--- start Given records ---
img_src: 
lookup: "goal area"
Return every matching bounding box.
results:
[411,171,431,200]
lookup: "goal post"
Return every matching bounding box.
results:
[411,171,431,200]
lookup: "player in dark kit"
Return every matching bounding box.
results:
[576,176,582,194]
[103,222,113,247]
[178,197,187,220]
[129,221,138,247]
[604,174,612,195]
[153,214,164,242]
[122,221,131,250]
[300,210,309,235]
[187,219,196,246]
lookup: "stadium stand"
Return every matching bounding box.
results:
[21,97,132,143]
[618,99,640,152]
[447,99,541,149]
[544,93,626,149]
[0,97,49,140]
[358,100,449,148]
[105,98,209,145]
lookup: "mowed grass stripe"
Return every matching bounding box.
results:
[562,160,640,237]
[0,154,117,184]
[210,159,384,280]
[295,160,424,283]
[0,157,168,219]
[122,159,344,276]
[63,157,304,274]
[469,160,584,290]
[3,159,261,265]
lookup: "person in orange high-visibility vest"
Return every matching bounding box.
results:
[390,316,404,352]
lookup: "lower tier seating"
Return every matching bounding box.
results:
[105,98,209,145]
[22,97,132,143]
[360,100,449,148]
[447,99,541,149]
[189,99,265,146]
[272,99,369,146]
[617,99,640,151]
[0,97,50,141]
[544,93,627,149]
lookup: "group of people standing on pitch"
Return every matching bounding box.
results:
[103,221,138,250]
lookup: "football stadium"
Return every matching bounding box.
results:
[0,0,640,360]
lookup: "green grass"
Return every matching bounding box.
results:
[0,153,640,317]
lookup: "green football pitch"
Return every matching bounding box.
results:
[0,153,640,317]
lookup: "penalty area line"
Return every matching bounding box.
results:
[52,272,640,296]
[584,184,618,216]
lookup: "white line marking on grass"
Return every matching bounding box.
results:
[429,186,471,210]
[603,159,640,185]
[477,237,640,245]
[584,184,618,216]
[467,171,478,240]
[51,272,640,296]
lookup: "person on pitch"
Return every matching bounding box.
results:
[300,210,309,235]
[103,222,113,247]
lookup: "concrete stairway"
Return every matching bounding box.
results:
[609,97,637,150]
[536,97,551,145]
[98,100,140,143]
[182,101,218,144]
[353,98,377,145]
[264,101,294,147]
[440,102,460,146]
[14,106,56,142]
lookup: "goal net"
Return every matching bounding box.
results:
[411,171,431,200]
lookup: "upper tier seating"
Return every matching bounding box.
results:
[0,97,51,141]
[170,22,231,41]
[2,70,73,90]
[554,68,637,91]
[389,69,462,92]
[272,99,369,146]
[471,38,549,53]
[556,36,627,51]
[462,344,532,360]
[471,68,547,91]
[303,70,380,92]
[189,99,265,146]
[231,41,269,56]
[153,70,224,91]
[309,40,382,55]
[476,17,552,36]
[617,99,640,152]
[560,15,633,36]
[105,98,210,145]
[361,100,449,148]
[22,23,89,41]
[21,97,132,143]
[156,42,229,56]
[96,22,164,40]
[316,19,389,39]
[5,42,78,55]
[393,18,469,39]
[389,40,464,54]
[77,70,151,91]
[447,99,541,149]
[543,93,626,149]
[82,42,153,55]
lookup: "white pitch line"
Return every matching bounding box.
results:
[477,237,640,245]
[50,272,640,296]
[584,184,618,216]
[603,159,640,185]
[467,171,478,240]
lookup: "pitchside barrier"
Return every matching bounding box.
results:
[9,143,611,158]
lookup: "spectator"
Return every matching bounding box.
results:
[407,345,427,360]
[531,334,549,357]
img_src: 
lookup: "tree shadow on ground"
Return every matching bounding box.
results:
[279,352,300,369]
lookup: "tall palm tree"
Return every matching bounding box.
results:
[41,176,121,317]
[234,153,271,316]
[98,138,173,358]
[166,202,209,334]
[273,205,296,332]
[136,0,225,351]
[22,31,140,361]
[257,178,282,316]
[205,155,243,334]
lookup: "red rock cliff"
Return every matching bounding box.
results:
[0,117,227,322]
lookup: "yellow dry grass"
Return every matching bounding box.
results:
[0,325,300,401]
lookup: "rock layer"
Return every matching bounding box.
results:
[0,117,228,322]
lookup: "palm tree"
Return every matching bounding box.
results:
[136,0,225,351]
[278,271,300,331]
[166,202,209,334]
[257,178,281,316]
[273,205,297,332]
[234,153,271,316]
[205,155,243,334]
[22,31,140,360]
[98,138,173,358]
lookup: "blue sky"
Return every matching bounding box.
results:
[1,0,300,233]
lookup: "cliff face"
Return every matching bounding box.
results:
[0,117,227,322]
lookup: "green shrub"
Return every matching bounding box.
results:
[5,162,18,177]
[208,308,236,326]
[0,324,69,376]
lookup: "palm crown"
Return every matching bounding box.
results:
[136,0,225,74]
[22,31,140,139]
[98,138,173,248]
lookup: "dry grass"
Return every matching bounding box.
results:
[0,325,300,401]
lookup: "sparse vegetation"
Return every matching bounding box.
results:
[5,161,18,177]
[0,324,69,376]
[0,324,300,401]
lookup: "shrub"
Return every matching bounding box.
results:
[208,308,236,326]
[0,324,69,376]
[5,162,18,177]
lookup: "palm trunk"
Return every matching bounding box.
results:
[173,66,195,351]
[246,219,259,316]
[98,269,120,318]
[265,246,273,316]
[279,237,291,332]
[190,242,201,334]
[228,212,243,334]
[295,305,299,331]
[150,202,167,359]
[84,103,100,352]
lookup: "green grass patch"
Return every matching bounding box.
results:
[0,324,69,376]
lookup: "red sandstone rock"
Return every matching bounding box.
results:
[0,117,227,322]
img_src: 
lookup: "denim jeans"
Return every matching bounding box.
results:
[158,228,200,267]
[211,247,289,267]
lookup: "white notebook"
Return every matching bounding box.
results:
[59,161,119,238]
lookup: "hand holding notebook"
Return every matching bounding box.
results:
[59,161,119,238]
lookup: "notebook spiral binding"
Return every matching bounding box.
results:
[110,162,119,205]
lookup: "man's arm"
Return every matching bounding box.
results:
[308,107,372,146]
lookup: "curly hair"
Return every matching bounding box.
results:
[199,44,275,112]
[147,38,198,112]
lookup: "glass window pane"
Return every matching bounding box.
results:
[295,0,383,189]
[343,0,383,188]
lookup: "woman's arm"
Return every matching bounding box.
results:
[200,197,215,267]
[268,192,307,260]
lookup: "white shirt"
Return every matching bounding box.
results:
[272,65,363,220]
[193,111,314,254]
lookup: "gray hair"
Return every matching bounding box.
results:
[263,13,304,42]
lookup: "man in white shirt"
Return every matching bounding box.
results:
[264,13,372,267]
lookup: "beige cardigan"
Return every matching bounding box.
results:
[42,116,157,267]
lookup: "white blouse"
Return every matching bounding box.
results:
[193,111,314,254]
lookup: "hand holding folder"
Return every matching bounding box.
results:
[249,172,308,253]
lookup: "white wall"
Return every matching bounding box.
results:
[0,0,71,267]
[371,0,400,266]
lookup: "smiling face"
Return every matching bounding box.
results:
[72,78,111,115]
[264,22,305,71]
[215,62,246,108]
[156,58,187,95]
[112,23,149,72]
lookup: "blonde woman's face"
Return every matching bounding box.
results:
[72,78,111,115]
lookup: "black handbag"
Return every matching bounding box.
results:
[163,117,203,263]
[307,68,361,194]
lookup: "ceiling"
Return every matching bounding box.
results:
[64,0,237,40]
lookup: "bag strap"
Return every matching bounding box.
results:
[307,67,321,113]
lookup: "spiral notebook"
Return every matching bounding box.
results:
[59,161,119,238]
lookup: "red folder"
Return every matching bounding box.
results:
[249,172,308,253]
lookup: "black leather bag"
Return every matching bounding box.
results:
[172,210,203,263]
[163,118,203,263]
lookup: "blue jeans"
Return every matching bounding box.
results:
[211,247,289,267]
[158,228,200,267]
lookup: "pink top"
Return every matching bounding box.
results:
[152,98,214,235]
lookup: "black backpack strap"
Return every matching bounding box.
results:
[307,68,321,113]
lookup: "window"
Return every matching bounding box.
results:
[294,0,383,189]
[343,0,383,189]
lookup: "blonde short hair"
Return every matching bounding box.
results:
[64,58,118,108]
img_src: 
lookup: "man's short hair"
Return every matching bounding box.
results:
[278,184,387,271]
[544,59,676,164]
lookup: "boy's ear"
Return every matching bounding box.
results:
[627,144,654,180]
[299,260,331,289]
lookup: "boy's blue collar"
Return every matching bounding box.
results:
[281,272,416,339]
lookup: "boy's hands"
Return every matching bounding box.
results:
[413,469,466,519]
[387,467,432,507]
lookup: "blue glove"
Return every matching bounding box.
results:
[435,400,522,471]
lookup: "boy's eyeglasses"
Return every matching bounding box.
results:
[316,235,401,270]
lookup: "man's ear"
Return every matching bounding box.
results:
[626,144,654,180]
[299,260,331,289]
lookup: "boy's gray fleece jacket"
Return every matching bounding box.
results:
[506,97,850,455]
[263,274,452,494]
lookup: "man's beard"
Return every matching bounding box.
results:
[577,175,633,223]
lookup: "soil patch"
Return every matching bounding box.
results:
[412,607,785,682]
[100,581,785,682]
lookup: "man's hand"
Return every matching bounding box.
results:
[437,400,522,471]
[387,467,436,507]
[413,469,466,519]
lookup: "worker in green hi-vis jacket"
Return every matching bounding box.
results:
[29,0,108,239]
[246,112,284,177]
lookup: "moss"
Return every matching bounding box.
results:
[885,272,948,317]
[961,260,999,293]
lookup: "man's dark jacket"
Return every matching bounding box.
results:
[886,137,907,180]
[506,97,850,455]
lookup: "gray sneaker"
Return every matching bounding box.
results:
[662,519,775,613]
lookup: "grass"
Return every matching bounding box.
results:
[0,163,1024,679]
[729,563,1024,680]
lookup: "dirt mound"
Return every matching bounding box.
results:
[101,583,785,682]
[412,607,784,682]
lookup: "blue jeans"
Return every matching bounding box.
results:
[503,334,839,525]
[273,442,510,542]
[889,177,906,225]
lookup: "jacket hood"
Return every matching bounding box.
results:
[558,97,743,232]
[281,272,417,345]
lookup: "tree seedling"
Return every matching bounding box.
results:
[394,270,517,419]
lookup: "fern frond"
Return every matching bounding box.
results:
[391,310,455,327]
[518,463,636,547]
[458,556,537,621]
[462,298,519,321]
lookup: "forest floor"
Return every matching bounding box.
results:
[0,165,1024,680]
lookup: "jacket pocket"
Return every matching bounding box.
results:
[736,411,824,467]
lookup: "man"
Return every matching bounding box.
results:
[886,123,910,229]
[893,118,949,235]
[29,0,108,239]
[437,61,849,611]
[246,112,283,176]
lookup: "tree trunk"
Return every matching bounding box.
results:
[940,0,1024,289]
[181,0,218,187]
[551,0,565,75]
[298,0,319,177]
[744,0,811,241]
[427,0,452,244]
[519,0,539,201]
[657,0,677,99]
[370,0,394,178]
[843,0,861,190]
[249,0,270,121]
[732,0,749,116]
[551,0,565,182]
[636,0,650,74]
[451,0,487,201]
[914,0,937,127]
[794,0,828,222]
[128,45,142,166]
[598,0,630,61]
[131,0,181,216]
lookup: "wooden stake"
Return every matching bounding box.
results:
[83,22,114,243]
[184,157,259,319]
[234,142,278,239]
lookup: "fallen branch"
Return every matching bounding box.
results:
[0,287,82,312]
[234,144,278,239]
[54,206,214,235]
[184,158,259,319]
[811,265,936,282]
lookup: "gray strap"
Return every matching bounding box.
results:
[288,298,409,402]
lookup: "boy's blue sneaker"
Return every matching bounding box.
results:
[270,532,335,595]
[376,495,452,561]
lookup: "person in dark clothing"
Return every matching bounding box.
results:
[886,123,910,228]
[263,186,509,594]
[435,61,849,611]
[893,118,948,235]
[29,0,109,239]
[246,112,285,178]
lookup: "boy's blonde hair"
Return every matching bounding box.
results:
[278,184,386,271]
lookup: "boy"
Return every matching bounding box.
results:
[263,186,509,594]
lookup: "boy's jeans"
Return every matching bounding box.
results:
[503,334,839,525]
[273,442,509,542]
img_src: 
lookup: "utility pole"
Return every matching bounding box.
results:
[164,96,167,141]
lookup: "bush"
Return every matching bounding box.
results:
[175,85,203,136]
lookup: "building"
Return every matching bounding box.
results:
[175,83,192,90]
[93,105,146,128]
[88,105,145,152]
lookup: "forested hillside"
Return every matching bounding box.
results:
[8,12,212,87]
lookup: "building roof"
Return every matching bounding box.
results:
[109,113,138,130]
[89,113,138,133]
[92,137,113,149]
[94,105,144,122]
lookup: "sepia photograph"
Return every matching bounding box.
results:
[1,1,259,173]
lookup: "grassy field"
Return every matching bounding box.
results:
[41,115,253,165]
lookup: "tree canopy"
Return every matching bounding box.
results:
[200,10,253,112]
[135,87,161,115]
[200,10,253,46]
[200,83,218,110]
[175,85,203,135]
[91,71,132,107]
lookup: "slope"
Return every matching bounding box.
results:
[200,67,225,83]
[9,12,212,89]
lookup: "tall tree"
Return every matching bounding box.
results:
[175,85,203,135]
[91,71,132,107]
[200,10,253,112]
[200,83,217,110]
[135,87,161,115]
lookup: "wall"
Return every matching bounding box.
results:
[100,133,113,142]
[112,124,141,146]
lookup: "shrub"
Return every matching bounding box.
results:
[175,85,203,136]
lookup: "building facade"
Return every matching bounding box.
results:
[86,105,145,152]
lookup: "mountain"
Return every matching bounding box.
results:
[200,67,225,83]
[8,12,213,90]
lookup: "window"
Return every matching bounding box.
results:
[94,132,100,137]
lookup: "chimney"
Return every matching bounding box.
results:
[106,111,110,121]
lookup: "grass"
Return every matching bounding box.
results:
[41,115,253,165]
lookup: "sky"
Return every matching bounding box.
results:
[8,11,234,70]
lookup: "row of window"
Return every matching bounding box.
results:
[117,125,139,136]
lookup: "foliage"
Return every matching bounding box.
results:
--- end Given records ---
▸ **Task details**
Express the items starting with the line that contains "in green hi-vis" and going on through the line that contains "[246,112,283,176]" as a two-column CSV headed lookup and boxes. Give one row per item, with its text and its answer each in a single quoted field and line breaks replaced by spaces.

▸ **Task solution**
lookup,boxes
"lookup: ""worker in green hi-vis jacket"" Return every matching bounding box. results:","[29,0,108,239] [246,112,284,177]"
"lookup: ""moss"" Return every matching bounding box. results:","[885,272,948,317] [961,260,999,293]"
"lookup: ""man's dark jacket"" Return every matching bounding box. results:","[886,137,907,180] [506,97,850,455]"
"lookup: ""gray sneaker"" Return every matching bounding box. results:","[662,519,775,613]"
"lookup: ""grass"" Return every matching bounding box. results:","[0,163,1024,679] [729,563,1024,680]"
"lookup: ""dirt mound"" Return every matching bounding box. results:","[101,583,785,682] [412,607,784,682]"
"lookup: ""blue jeans"" Return every matching bounding box. results:","[503,334,839,525] [273,442,510,542] [889,177,906,225]"
"lookup: ""jacket hood"" Return every matching bounding box. results:","[558,97,743,232] [281,272,417,345]"
"lookup: ""tree seedling"" Return every matching bounding box. results:","[394,270,517,419]"
"lookup: ""fern frond"" Return every matching bounding box. results:","[391,310,455,327] [518,463,636,547] [458,556,537,621] [462,298,519,321]"
"lookup: ""forest floor"" Return every matching bounding box. results:","[0,165,1024,680]"
"lookup: ""jacket pocket"" Return every matching bounding box. results:","[736,411,824,467]"
"lookup: ""man"" Return every matching bounding box. results:","[886,123,910,229] [893,118,949,235] [29,0,108,239] [437,61,849,611] [246,112,283,176]"